## start EXCERPT PROVIDED

Customer data and targeting. Sonia Syngal, CEO of Old Navy, said:

We know our 42 million customers. We know what they buy from us. And to extract the full value of the big data that, that intersection gives us is the work ahead. And we started down that journey. An example is our men's business. We have acquired a lot of men's customers, and they're male-only customers.

They're not shopping for their family. They're shopping for themselves. We've been able to tailor our site and our direct marketing to be able to speak to these male customers with unique content, with product that they are interested in, and that's been quite successful. And that's just one small example of the journey of personalization that will go on, both with respect to our site as well as respect to our marketing.

E-commerce. Syngal outlined:

Our e-comm channel is also equally of vital importance with our stores. And as you all know, those 2 channels work hand in hand for us. We had seen great growth in the recent years and sit at about 20% sales contribution to our total business. Our e-comm business is of equal profit as our stores business. We've been in this digital space for about 20 years. We launched in 1999. And so over the course of that time, we have really driven profitability. We've got scale and we've got cost advantage in our fulfillment, our technology is well deployed, and we sit in the top quartile of performance. The growth that we've seen has been driven by investments in site speed and site experience and reducing friction, and we intend to continue with those investments.

We currently sit as the fourth-largest e-comm site. And I think that as we make the site even more effective and as we unleash the full potential of the omni selling opportunity, we see a lot of runway here. Currently, about 17% of our customers shop across both channels, and the lifetime value of a cross-channel shopper is 3x as great as a single-channel shopper.

## end EXCERPT PROVIDED
## start EXTRACTED ENTRIES

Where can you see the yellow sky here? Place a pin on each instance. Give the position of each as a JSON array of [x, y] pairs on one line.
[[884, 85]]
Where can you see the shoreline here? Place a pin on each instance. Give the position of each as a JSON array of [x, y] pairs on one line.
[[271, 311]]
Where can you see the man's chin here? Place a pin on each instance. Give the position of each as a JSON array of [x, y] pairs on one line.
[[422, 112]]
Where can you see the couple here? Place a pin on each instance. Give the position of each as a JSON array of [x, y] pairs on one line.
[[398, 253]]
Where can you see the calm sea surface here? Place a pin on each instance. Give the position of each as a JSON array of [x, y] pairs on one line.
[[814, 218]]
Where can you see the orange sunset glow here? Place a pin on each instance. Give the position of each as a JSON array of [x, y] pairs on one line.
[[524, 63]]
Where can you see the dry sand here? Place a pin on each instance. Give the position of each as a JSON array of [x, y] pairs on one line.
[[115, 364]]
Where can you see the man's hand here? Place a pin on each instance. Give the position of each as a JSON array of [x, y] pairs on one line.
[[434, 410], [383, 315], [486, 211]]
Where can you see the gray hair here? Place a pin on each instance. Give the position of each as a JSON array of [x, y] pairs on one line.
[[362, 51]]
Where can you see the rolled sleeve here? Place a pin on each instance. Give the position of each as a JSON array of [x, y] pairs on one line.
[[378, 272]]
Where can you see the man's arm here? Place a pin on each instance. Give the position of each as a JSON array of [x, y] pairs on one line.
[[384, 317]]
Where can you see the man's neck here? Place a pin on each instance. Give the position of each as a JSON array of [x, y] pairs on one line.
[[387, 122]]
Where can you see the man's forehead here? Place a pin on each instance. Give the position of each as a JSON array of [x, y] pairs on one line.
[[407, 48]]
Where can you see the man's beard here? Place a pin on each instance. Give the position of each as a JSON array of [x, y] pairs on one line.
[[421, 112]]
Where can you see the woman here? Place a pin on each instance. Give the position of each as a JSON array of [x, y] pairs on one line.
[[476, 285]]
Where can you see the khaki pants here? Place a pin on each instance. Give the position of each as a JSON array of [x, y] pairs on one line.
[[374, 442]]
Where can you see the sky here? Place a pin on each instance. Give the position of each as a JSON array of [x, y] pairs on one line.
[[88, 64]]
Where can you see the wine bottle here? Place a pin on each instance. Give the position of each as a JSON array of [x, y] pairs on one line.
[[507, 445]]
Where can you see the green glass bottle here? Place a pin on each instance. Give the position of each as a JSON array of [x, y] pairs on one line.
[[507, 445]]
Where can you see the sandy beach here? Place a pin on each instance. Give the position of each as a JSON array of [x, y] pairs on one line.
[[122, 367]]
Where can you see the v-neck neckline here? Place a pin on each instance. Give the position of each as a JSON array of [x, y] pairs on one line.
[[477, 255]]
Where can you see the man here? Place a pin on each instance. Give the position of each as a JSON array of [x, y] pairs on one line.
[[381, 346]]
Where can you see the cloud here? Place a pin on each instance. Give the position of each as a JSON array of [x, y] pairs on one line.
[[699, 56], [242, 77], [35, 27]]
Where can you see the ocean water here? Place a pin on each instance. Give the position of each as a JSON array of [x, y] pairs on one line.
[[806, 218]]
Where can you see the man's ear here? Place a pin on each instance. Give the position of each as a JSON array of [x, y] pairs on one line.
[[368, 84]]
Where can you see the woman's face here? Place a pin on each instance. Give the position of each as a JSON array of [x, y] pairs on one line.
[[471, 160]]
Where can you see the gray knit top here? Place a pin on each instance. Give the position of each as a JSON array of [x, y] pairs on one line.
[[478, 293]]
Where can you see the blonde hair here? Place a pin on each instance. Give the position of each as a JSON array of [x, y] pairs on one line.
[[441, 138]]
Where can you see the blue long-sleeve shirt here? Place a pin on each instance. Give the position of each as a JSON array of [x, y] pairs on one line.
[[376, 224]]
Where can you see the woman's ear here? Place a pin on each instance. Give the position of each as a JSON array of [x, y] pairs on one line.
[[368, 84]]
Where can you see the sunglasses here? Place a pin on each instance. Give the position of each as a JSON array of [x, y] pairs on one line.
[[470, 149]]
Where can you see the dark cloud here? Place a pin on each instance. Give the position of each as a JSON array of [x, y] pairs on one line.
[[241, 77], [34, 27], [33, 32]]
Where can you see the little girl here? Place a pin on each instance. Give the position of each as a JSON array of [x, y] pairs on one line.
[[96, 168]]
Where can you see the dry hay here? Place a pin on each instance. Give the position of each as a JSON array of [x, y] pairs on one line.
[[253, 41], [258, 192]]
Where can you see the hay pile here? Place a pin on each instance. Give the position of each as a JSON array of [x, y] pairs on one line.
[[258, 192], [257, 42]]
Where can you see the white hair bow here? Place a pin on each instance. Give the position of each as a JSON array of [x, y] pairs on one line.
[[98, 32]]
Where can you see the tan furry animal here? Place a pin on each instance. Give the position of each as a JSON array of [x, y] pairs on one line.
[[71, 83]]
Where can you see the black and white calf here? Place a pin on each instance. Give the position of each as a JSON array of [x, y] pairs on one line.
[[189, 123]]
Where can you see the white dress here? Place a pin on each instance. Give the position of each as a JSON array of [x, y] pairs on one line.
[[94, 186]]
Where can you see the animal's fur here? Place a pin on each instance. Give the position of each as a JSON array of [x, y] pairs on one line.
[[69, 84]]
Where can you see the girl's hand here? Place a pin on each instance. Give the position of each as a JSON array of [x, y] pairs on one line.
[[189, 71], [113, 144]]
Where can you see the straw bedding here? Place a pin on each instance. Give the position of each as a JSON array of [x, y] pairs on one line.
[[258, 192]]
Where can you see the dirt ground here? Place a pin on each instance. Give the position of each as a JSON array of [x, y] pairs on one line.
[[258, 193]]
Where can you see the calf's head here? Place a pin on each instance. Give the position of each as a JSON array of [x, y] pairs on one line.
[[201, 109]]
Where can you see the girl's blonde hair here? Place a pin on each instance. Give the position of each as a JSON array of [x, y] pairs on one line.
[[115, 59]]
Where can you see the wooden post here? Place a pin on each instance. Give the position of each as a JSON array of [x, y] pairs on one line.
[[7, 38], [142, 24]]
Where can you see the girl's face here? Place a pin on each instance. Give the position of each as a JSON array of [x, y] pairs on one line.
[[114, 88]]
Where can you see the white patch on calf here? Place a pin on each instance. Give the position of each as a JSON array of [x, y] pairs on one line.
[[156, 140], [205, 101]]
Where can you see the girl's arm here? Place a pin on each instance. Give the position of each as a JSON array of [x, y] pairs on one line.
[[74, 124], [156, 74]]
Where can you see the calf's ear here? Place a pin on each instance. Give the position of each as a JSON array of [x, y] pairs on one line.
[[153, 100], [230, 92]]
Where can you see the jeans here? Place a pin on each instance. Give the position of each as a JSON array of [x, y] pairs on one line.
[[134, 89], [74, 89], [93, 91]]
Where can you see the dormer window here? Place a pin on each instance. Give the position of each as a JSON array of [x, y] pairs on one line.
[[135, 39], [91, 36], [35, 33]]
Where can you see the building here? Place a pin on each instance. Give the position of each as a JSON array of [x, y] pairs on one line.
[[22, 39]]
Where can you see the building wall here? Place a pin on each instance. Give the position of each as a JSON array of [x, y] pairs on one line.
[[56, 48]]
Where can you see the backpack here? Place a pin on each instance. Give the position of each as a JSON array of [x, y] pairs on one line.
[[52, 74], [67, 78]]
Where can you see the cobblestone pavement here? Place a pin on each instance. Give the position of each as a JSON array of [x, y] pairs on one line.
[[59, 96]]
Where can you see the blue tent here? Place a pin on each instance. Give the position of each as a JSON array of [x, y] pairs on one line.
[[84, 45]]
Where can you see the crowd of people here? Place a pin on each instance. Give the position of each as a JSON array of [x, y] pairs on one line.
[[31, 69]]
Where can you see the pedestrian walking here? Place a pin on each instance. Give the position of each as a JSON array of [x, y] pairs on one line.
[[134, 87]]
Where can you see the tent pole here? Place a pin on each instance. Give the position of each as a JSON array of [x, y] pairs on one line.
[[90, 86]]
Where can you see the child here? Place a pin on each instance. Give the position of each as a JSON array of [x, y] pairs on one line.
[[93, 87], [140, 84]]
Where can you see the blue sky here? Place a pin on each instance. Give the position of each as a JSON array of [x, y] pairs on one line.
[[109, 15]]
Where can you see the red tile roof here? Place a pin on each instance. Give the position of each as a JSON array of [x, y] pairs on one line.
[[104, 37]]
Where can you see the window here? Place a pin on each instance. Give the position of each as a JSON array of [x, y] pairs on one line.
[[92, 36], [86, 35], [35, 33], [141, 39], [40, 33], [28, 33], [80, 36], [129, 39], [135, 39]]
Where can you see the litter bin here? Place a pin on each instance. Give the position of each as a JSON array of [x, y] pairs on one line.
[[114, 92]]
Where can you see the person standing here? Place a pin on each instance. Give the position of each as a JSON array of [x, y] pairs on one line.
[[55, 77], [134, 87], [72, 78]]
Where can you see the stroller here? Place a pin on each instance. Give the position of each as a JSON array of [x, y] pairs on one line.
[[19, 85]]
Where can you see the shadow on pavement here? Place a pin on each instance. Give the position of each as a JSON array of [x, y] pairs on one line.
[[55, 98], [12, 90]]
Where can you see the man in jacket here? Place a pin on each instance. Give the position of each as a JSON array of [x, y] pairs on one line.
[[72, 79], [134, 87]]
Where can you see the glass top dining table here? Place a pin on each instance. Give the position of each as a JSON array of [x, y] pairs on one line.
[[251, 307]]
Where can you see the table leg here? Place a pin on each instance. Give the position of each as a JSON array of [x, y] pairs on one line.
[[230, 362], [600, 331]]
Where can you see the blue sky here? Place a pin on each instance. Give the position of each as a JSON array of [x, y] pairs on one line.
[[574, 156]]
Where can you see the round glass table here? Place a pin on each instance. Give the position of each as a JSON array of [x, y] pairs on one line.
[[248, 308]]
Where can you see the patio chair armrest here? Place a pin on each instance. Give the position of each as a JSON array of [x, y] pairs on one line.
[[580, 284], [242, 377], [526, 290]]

## end EXTRACTED ENTRIES

Answer these from the Old Navy remarks:
1. How many customers does Old Navy say it knows?
2. In what year did its e-commerce channel launch?
3. What share of customers shop across both channels?
The rows are separate material from the Old Navy remarks.

1. 42 million
2. 1999
3. About 17%